* [EXERCISE BRIEF]: Format the entries from their beginning through the line containing "[227,67,282,115]" as a numbered list, omitting any blank lines.

* [DATA ENTRIES]:
-- -- --

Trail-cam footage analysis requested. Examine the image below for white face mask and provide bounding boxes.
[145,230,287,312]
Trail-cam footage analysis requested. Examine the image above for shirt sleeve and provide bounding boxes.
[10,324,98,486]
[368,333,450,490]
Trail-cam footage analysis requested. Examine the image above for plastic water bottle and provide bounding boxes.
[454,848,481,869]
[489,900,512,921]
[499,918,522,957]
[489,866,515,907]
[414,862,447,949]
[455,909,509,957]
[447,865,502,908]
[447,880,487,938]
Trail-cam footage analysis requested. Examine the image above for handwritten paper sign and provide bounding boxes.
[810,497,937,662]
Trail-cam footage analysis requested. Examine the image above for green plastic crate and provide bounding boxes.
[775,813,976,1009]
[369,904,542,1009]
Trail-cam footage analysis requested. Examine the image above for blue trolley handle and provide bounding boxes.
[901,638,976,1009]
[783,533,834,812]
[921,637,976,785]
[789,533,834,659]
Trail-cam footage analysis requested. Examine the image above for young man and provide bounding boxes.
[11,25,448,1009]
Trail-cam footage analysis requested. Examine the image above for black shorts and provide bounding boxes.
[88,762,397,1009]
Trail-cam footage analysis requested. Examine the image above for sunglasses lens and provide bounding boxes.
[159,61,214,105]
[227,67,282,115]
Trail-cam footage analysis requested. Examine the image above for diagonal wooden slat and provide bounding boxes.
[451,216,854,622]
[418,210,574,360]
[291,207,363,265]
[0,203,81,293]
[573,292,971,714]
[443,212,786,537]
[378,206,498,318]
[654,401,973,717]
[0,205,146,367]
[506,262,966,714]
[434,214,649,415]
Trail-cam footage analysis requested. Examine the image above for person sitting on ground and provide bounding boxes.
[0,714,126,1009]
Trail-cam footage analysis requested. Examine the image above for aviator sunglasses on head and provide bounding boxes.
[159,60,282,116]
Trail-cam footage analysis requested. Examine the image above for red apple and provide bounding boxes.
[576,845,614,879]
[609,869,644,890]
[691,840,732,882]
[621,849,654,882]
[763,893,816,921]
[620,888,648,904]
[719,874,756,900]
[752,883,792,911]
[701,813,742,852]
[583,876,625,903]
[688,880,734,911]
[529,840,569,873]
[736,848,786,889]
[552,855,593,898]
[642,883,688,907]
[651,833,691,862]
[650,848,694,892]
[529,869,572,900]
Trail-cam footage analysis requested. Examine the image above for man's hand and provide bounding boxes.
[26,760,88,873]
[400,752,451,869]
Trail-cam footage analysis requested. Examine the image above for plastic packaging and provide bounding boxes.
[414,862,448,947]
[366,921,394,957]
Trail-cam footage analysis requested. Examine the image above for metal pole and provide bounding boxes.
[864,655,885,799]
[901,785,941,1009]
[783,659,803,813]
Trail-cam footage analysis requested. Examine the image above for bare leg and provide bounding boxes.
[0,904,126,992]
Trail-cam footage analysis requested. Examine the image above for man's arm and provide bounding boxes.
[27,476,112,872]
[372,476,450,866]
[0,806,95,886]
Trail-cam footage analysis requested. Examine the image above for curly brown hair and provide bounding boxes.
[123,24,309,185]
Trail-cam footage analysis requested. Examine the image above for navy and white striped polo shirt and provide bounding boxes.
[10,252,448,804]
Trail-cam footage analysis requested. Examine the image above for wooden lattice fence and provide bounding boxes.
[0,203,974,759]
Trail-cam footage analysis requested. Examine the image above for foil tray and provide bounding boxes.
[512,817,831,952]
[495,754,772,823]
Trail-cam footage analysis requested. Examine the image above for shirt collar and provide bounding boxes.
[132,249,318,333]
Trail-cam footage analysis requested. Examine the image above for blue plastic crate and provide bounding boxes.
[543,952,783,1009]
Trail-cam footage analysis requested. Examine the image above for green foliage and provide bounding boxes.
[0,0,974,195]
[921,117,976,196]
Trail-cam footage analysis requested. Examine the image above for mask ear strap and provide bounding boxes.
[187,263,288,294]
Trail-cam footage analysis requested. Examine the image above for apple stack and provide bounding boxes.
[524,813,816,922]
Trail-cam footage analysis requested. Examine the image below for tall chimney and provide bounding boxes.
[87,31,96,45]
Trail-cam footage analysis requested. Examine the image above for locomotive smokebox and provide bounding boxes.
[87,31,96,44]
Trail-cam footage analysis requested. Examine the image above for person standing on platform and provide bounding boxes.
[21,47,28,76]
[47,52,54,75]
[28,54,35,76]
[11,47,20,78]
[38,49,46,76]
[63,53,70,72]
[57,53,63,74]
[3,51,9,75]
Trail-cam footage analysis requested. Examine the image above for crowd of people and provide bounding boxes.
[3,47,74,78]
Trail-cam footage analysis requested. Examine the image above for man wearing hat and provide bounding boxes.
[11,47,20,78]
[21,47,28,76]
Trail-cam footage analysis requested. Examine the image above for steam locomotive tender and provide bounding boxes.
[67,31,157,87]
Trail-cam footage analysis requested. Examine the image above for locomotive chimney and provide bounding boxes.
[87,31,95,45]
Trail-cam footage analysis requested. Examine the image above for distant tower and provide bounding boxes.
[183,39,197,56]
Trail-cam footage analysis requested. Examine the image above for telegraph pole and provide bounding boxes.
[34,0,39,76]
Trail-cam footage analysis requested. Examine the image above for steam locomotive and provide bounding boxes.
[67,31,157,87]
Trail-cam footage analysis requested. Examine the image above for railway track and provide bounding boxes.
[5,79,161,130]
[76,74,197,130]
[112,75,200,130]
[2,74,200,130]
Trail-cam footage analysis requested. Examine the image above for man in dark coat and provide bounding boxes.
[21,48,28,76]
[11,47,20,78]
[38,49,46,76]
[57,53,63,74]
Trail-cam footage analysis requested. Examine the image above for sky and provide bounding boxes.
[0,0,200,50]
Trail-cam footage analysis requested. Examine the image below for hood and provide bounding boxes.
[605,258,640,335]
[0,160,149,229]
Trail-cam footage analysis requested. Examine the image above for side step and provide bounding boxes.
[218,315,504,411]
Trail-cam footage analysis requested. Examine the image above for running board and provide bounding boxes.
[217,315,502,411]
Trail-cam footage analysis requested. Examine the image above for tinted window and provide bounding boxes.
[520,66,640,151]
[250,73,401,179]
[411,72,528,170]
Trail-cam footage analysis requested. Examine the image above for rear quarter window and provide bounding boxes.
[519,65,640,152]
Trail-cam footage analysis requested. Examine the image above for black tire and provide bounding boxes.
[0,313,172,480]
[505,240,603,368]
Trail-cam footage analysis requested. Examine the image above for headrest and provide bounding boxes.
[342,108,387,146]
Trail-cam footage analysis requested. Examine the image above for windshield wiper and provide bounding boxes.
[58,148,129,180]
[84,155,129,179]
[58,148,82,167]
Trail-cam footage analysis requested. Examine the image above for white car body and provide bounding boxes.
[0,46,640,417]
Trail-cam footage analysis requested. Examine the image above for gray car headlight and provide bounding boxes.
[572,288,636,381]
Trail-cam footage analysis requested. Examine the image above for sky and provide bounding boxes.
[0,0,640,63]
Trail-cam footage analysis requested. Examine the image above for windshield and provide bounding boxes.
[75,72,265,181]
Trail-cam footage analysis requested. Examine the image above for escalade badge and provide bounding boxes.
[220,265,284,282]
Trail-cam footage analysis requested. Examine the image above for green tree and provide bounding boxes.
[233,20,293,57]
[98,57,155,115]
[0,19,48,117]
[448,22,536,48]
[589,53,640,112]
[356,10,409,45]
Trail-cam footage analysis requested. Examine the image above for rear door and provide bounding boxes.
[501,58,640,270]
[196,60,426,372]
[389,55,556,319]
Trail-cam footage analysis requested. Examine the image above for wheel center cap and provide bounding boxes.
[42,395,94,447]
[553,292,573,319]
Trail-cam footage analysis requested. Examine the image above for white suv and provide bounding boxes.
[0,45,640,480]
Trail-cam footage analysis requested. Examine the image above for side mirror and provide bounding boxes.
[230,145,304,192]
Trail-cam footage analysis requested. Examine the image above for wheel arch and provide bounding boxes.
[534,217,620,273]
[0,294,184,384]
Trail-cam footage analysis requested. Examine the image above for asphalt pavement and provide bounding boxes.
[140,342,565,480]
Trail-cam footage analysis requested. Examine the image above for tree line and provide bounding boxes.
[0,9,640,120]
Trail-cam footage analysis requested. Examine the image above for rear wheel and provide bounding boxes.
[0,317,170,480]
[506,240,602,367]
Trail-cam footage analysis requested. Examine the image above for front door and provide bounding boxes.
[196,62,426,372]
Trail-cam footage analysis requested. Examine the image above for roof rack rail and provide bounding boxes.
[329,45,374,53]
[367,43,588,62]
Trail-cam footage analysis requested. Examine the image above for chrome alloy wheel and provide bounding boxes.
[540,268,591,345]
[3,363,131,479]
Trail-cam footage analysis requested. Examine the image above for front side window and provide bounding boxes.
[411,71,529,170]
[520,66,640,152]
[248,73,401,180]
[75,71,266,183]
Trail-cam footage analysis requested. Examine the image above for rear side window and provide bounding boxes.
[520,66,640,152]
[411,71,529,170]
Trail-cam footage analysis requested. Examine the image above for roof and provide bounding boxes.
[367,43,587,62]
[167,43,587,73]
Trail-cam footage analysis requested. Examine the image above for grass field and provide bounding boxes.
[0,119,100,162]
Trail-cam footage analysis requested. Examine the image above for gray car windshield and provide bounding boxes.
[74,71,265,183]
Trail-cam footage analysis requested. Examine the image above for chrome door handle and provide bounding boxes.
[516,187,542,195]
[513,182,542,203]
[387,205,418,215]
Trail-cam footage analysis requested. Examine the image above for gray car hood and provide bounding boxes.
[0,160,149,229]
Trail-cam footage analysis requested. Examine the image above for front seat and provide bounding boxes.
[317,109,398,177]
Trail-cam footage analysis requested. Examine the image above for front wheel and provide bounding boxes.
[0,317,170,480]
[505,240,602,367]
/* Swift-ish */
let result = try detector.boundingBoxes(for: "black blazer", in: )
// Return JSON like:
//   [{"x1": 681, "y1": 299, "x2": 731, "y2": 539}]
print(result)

-- -- --

* [REPLY TO THE TASK]:
1. Trail-cam footage analysis requested. Examine the image below for white face mask and provide bounding boxes.
2. [145,230,287,312]
3. Trail-cam footage analysis requested. Examine the image above for shirt sleeve and provide bounding boxes.
4. [10,324,98,486]
5. [368,333,450,490]
6. Trail-cam footage analysis requested. Examine the image above for plastic water bottle and provide bounding boxes.
7. [454,848,481,869]
8. [489,900,512,921]
9. [499,918,522,957]
10. [489,866,515,907]
11. [414,862,447,949]
12. [455,909,509,957]
13. [447,865,502,908]
14. [447,880,487,938]
15. Trail-cam footage analysis requested. Examine the image above for handwritten paper sign and provide bounding boxes.
16. [810,497,937,662]
17. Trail-cam footage analysis requested. Examine the image above for green plastic crate and provide bounding boxes.
18. [775,813,976,1009]
19. [369,904,542,1009]
20. Trail-cam footage analysis requested. Examine the image above for blue trolley handle and provide bounding boxes.
21. [901,638,976,1009]
22. [783,533,834,812]
23. [921,637,976,785]
24. [789,533,834,659]
25. Trail-cam footage analysis requested. Examine the image above for young man and provide bounding boxes.
26. [11,25,448,1009]
27. Trail-cam footage analysis requested. Examine the image above for black shorts and provide bounding boxes.
28. [88,762,397,1009]
29. Trail-cam footage analysis requested. Examine the image above for sunglasses lens and provide bounding boxes.
30. [159,61,214,105]
31. [227,67,282,115]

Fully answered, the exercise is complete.